## Work required
Where the listing below has a line with "Query: rear window", write out exactly that line and every line after it, stopping after the line with "Query: tire".

_ _ _

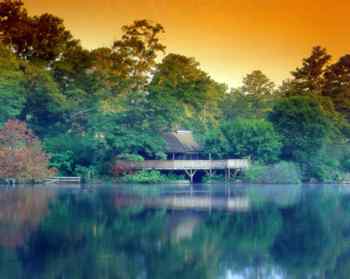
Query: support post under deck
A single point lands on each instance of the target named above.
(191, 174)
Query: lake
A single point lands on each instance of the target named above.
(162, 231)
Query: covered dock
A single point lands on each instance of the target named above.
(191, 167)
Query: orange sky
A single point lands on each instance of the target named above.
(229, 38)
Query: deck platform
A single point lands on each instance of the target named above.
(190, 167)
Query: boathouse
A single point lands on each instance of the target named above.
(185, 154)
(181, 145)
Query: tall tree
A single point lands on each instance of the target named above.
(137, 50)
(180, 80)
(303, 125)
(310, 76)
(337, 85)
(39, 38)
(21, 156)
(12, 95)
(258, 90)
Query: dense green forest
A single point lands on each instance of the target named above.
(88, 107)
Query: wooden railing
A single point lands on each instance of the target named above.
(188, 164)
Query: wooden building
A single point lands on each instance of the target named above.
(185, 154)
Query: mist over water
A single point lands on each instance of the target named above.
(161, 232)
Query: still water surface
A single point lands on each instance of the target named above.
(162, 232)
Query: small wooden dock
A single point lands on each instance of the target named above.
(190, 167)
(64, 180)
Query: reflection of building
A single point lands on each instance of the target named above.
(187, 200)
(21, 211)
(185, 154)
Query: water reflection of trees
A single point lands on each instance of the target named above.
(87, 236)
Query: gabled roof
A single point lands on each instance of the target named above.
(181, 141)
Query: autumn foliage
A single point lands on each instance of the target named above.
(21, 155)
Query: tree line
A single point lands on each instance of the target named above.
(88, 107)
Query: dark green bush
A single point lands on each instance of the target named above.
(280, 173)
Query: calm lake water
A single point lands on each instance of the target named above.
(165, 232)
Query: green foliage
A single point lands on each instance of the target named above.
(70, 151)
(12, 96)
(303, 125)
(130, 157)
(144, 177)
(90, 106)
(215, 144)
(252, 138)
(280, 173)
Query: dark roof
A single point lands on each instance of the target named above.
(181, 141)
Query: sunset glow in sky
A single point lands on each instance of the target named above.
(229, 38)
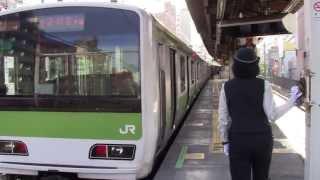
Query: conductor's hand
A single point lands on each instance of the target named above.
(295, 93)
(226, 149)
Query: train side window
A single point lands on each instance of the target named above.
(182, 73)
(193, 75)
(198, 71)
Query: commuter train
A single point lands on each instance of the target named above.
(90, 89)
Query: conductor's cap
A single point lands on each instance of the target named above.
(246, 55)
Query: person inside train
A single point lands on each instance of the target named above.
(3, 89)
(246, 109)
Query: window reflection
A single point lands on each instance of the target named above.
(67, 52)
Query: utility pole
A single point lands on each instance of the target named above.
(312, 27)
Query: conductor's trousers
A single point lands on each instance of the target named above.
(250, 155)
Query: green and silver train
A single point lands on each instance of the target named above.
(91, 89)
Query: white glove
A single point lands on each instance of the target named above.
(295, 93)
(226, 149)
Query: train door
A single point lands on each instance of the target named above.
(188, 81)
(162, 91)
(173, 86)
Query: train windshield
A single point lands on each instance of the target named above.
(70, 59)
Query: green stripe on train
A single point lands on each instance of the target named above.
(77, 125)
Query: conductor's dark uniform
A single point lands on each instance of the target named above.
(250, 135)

_ _ _

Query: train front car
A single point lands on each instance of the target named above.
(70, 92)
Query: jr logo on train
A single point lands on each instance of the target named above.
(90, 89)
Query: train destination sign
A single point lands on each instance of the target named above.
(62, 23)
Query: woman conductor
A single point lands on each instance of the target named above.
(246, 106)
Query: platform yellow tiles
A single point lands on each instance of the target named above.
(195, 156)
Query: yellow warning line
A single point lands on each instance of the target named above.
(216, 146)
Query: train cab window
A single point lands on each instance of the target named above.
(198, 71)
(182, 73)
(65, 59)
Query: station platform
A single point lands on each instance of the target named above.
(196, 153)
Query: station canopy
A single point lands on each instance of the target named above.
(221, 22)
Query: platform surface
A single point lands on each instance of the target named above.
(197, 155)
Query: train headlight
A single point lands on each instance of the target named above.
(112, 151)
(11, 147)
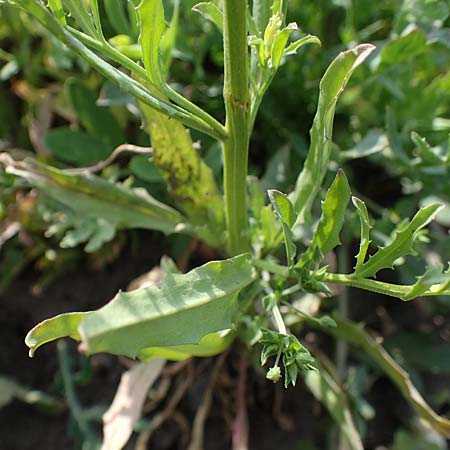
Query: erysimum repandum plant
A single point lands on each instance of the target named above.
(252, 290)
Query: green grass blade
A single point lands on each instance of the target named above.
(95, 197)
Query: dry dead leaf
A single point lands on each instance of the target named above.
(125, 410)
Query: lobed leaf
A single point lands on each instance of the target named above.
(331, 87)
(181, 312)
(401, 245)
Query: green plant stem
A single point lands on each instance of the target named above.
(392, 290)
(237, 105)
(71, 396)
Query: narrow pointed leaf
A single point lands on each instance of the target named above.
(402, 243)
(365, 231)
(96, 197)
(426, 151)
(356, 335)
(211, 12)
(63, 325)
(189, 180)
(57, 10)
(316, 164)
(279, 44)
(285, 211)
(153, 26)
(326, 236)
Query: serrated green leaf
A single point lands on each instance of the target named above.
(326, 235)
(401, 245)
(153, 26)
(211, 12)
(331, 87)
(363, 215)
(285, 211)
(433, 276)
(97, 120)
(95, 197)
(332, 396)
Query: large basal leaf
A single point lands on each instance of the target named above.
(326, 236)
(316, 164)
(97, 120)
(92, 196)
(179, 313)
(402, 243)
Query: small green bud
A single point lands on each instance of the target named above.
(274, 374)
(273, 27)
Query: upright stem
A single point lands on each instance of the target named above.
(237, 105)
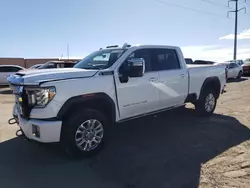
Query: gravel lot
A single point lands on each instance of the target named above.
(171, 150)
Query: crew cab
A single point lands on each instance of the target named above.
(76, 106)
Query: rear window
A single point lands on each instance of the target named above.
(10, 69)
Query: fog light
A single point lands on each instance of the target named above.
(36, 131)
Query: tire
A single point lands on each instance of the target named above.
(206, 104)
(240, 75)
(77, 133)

_ _ _

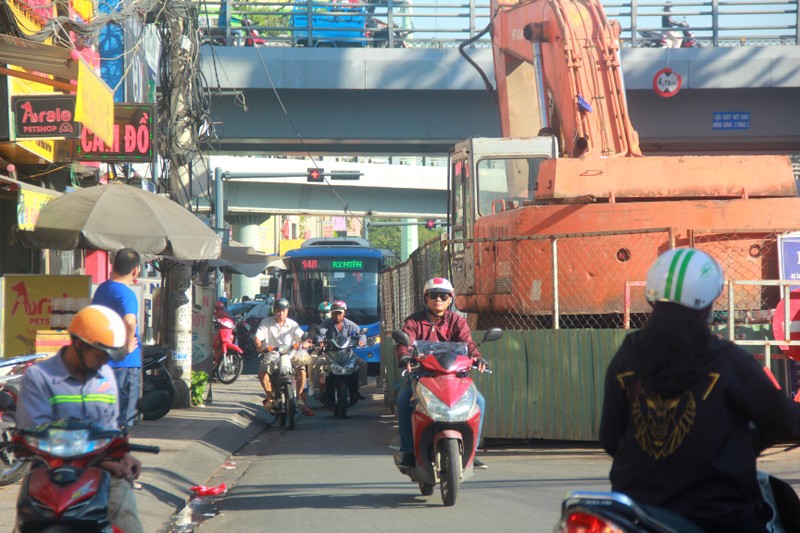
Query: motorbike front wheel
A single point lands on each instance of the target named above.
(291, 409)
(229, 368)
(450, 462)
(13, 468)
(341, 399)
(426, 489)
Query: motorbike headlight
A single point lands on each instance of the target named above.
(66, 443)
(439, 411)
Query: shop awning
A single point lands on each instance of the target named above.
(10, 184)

_ _ _

## Result of the exercise
Query: rear window
A single point lands on each instance of the target named above.
(10, 69)
Query: fog light
A single point lands on each instance of the target named above.
(36, 131)
Query: tire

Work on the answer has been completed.